>> BEGIN

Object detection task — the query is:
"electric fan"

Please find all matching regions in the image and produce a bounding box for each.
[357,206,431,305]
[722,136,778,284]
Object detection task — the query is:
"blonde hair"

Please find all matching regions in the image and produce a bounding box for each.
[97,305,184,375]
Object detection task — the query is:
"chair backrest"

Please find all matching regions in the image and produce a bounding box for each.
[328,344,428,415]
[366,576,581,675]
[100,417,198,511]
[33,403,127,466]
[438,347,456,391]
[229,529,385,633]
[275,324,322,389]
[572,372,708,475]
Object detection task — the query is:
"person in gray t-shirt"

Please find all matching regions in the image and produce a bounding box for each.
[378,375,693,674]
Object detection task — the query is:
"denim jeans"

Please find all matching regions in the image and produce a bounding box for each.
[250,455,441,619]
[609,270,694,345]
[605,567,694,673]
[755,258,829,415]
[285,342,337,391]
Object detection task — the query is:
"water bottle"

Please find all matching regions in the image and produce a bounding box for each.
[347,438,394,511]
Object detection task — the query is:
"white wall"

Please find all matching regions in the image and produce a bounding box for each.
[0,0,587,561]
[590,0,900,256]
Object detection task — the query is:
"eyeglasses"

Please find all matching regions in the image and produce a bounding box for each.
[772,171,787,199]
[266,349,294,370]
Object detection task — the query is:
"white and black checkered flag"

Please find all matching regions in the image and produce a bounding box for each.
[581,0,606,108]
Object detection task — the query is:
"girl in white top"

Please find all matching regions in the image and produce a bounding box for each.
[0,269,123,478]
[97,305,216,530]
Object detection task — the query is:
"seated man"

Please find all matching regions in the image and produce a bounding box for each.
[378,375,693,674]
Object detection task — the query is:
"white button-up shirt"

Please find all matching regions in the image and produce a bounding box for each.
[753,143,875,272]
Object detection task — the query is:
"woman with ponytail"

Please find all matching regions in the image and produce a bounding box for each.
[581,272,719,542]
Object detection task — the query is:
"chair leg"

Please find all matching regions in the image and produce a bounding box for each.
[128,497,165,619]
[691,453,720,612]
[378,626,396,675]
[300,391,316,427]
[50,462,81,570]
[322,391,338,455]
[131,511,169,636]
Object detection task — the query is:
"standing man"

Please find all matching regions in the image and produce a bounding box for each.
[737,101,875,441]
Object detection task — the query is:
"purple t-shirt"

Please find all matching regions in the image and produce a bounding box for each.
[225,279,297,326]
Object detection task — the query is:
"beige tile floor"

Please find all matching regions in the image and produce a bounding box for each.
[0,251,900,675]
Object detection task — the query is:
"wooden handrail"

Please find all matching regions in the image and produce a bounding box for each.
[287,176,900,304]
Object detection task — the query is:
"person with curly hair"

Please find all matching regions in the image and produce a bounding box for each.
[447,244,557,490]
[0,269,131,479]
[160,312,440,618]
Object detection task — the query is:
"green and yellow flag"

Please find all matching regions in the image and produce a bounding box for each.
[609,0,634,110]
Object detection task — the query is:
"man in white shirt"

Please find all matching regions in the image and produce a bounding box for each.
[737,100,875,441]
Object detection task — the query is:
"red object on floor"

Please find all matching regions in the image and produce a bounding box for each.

>> END

TASK TO CARRY OUT: Recast all of the material above as a Markdown table with two columns, Row and Entry, putting each nonblank line in its own row.

RESULT OF THE TASK:
| Row | Entry |
|---|---|
| 1 | Object detection task — the query is: |
| 2 | "electric fan" |
| 3 | Please find all matching regions in the image and produce a bounding box for each. |
| 4 | [357,206,431,305] |
| 5 | [722,136,778,284] |
| 6 | Object detection task — the query is: |
| 7 | "blonde hair" |
| 8 | Please find all matching regions in the image and produce a bounding box for each. |
| 9 | [97,305,184,375] |
| 10 | Object detection task — the query is: |
| 11 | "chair backrest" |
| 12 | Please find all matching regions in the image and produce a bounding box for each. |
| 13 | [328,344,428,415] |
| 14 | [366,576,581,675] |
| 15 | [100,417,198,511] |
| 16 | [33,403,127,466] |
| 17 | [438,347,456,391] |
| 18 | [229,529,385,633] |
| 19 | [275,324,322,389] |
| 20 | [572,372,708,475] |
| 21 | Object detection task — the query is: |
| 22 | "person in gray t-shirt" |
| 23 | Please find all matching regions in the image and produce a bounding box for each. |
| 24 | [378,375,693,674] |
| 25 | Object detection task — the query is: |
| 26 | "denim jeans" |
| 27 | Please find all matching regions in the image and produce a bounding box for each. |
| 28 | [250,455,441,619] |
| 29 | [609,270,694,345] |
| 30 | [605,567,694,673] |
| 31 | [755,258,829,415] |
| 32 | [285,342,337,391] |
| 33 | Object detection task — the query is: |
| 34 | "water bottle" |
| 35 | Please find all matching regions in the image and produce a bounding box for each. |
| 36 | [347,438,394,511] |
| 37 | Object detection task — the query is: |
| 38 | "white wall" |
| 39 | Please find all matching regions in the image and produce a bounding box for each. |
| 40 | [0,0,587,561] |
| 41 | [590,0,900,256] |
| 42 | Object detection task — the query is: |
| 43 | "eyeglasses" |
| 44 | Please find all matching regions in the image and produce a bounding box for each. |
| 45 | [772,171,787,199] |
| 46 | [266,349,294,370] |
| 47 | Object detection task — the query is: |
| 48 | "white and black checkered flag" |
| 49 | Please find all matching regions in the image and produce a bounding box for each. |
| 50 | [581,0,606,108] |
| 51 | Object detection task — the query is: |
| 52 | "girl in white top" |
| 53 | Please find all matching regions in the image and produce a bounding box for each. |
| 54 | [0,269,123,478] |
| 55 | [97,305,216,530] |
| 56 | Object detection task — the query is: |
| 57 | "seated man" |
| 58 | Please find all matching regions in the image and produce a bounding box for each. |
| 59 | [378,375,693,674] |
| 60 | Object detection task — the query is: |
| 61 | "white button-up shirt" |
| 62 | Please find all matching regions in the image and produce a bounding box for each. |
| 63 | [753,143,875,272] |
| 64 | Object detection task — the query is: |
| 65 | "woman with ponytail" |
| 66 | Please find all matching regions in the image and produce a bounding box for each. |
| 67 | [581,272,719,542] |
| 68 | Object detection task — the query is: |
| 69 | "chair leg" |
| 70 | Please find all matching regions in the image and produce a bounding box for each. |
| 71 | [128,497,165,619] |
| 72 | [691,453,720,612] |
| 73 | [378,626,396,675] |
| 74 | [300,391,316,427] |
| 75 | [50,462,81,570] |
| 76 | [322,391,338,455] |
| 77 | [131,511,169,636] |
| 78 | Object detection task — the query is: |
| 79 | "standing man" |
| 80 | Please find all matching regions in the image and produce a bounding box for each. |
| 81 | [737,101,875,441] |
| 82 | Object detection task — the query is: |
| 83 | "purple t-shirt" |
| 84 | Please find all matching regions in the image and produce a bounding box for each. |
| 85 | [225,279,297,326] |
| 86 | Object detection task — the query is: |
| 87 | "beige tile floor" |
| 88 | Please find all matching regions in the image and produce a bounding box for each. |
| 89 | [0,251,900,675] |
| 90 | Object detection task — the query is: |
| 91 | "wooden handrail" |
| 92 | Please find all matching regions in the image and produce a bounding box for each. |
| 93 | [287,176,900,304] |
| 94 | Object detection task — the query is: |
| 95 | "person with curly hair" |
| 96 | Please find all matching regions in the image and produce a bounding box for each. |
| 97 | [447,244,557,490] |
| 98 | [0,269,131,479] |
| 99 | [160,312,440,618] |
| 100 | Object detection task — the query is: |
| 101 | "green and yellow flag" |
| 102 | Please find all matching regions in the image and produce a bounding box for each. |
| 103 | [609,0,634,110] |
| 104 | Object detection task — the query is: |
| 105 | "man in white shirt" |
| 106 | Please find all matching regions in the image and produce a bounding box for each. |
| 107 | [737,100,875,441] |
| 108 | Object detection task — the query is: |
| 109 | "red object on floor" |
| 110 | Please find all matching regions in the image and produce a bounding box for each. |